Dataset content –
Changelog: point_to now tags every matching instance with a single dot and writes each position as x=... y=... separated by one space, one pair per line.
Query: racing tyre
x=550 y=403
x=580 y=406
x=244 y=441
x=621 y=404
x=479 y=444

Task instructions – Can you reproduce every line of the data above, unchanged and in the same order?

Exercise answer –
Changelog: point_to now tags every matching instance with a single dot and writes each position as x=... y=... separated by one space, one pair per line.
Query: racing tyre
x=550 y=403
x=580 y=406
x=244 y=441
x=621 y=404
x=479 y=444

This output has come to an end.